§ **Consigne A**
Traduisez en anglais cette phrase de l'extrait sur les élections municipales au Chili : « La droite l’a emporté largement, et la coalition de centre-gauche au pouvoir depuis la réélection de Michelle Bachelet il y a 4 ans subit une grosse défaite. »

§ **Extrait du texte**
⟨

La botanique en moins, également, moi qui aime vivre autant à la ville qu’à la campagne. Mais oui pour l’oubli, hélas.
§- Paula m’entraîne, avec quelques courtiers qu’elle invite, au concert que donne Ricky Martin à Santiago. Ricky Martin, grand showman, rythmes simples, chorégraphie réglée. L’immense salle rassemblait peut-être tout ce que Santiago compte de jeunes filles, belles et propres. Elles ont hurlé d’un bout à l’autre du concert. Faut dire que Ricky est un très bel homme. Jugez-en ici. Homosexuel pourtant, au regret de Paula et aussi de Coralia ( !). On dit qu’il a trouvé un ventre féminin complaisant à donner deux magnifiques jumeaux à lui et à son compagnon. Si les bébés ne sont pas des jumeaux parfaits, peut-être que chacun des deux a une chance d’être papa génétique.
§- Vous m’attendez certainement sur une analyse politique très sagace des récentes élections municipales au Chili. La droite l’a emporté largement, et la coalition de centre-gauche au pouvoir depuis la réélection de Michelle Bachelet il y a 4 ans subit une grosse défaite. Du coup, cette coalition, appelée Nouvelle Majorité, se lézarde. Vous savez maintenant qu’elle réunit, depuis la chute de la dictature, un bric-et-broc de partis allant de la démocratie chrétienne au parti communiste. Voici que la DC, démocratie chrétienne, qui sent venir le boulet des prochaines législatives, veut faire chambre à part désormais. Elle entend « border » le programme politique du gouvernement et limiter le reste des réformes à conduire à… la sécurité, comme vous l’auriez deviné, la santé des enfants et la réforme des pensions. Exit pour elle la loi sur l’avortement, sur l’éducation et sur la décentralisation du pouvoir, cette dernière soumettant les intendants régionaux, sorte de super-préfets nommés par le pouvoir central, au vote des régions qu’ils gouvernent.
On a là aussi l’effet d’un changement de la loi électorale concernant les législatives, une loi précisément votée par le bloc de la Nouvelle majorité. On remplace par un vote proportionnel simple le vote dit binominal, une astuce inventée paraît-il par le général Jaruzelski dans la Pologne d’autrefois, quand il s’agissait d’écarter l’opposition (Solidarnosc) du pouvoir, et que le général Pinochet a repris pour les mêmes raisons. Avec un succès aussi médiocre dans les deux cas. Que dit ce vote binominal ? Chaque circonscription du pays envoie deux représentants au Congrès, soit au Sénat, soit à la Chambre des députés (il y en a environ 65 circonscriptions pour les députés, 18 pour les sénateurs). Les partis désignent deux candidats par circonscription, sénatoriale ou députariale ( ?). La liste arrivée en tête emporte les deux sièges pour elle si elle dépasse de moitié en voix la liste qui suit immédiatement. Évidemment, une telle règle a pour effet de forcer aux coalitions et élimine les petits partis. La Démocratie chrétienne a moins de scrupules ainsi à abandonner le compagnonnage des socialistes et communistes.

⟩

Extraits d'un jeu de données sur le pointage d'objets:
⟨

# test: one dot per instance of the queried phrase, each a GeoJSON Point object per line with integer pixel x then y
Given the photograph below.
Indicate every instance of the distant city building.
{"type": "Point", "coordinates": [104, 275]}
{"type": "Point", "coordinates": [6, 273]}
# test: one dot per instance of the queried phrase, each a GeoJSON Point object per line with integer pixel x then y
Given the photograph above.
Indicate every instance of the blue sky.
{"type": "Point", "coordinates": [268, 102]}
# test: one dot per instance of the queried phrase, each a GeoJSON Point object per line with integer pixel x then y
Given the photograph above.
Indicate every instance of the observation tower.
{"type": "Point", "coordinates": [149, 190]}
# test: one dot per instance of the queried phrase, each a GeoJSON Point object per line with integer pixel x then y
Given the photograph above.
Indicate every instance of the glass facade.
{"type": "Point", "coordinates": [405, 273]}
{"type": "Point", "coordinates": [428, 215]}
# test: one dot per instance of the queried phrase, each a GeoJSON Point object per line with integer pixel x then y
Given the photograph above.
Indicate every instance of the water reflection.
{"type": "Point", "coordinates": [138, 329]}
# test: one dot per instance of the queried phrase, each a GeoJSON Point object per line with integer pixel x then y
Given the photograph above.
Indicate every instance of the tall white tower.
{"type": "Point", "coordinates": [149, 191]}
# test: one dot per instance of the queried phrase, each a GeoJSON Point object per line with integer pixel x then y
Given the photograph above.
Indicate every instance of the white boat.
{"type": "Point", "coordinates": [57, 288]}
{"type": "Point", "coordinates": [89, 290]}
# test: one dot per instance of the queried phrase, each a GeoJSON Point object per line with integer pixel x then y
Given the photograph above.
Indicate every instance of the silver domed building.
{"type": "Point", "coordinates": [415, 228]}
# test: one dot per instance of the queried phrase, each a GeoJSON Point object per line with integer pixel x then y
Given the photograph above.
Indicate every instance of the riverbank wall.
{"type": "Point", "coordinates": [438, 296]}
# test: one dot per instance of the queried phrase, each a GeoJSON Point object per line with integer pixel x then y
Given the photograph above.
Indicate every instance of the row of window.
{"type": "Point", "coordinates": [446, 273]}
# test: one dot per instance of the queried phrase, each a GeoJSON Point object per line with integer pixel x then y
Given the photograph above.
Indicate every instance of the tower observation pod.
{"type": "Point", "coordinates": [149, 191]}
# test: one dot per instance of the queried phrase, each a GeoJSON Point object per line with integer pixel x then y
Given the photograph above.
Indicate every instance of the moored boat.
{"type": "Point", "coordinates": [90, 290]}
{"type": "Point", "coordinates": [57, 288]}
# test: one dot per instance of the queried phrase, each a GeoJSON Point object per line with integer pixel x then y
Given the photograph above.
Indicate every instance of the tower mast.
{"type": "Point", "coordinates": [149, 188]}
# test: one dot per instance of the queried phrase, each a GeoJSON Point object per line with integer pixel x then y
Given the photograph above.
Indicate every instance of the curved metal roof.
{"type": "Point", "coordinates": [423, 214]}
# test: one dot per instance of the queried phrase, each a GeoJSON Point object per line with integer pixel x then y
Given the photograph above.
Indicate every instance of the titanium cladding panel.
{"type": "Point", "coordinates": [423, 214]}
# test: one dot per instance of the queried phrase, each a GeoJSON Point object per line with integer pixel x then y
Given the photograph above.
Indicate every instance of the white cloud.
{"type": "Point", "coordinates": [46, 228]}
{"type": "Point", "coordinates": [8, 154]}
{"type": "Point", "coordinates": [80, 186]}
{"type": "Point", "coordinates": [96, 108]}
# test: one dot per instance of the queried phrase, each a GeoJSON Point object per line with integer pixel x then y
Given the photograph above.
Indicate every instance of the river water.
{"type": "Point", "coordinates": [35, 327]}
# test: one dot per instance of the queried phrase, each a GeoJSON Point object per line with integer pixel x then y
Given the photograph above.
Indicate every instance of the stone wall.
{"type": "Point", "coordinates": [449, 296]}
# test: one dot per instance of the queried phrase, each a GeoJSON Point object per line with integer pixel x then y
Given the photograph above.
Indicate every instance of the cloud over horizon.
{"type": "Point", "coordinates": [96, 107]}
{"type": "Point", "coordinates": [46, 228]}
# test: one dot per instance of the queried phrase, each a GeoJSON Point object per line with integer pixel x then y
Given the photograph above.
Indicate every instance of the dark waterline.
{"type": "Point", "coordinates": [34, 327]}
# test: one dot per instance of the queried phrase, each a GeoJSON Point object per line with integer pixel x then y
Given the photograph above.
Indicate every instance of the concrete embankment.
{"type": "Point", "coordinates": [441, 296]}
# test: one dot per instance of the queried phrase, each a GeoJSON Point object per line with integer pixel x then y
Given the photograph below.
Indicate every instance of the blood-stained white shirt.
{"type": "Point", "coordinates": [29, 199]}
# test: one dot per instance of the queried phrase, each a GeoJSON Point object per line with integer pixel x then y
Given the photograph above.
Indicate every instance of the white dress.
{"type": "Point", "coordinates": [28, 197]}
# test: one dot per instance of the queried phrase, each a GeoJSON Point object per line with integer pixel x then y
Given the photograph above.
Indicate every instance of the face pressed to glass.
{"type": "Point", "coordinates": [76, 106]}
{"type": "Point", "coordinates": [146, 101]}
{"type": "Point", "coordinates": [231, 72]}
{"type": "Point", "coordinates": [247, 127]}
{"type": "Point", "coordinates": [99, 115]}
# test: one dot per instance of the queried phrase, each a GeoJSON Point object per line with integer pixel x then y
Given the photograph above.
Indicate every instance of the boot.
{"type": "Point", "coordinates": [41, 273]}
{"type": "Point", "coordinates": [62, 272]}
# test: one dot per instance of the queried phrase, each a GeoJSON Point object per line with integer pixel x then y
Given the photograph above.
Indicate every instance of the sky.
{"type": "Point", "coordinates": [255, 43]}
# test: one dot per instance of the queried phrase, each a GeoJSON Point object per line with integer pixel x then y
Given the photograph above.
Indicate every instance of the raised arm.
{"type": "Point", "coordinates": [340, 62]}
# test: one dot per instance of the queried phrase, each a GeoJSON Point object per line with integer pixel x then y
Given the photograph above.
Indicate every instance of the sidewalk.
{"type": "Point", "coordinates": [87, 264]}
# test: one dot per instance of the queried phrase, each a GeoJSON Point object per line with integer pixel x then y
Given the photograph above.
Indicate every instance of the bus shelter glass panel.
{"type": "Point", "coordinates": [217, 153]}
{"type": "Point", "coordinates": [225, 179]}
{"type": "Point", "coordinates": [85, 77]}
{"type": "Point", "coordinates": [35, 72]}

⟩

§ **Consigne B**
Repérez dans les enregistrements chaque ligne contenant le mot « observation », puis recopiez-les toutes.

§ **Solution complète A**
The right won by a wide margin, and the center-left coalition that has been in power since Michelle Bachelet's reelection 4 years ago suffers a heavy defeat.

§ **Solution complète B**
Indicate every instance of the observation tower.
Indicate every instance of the tower observation pod.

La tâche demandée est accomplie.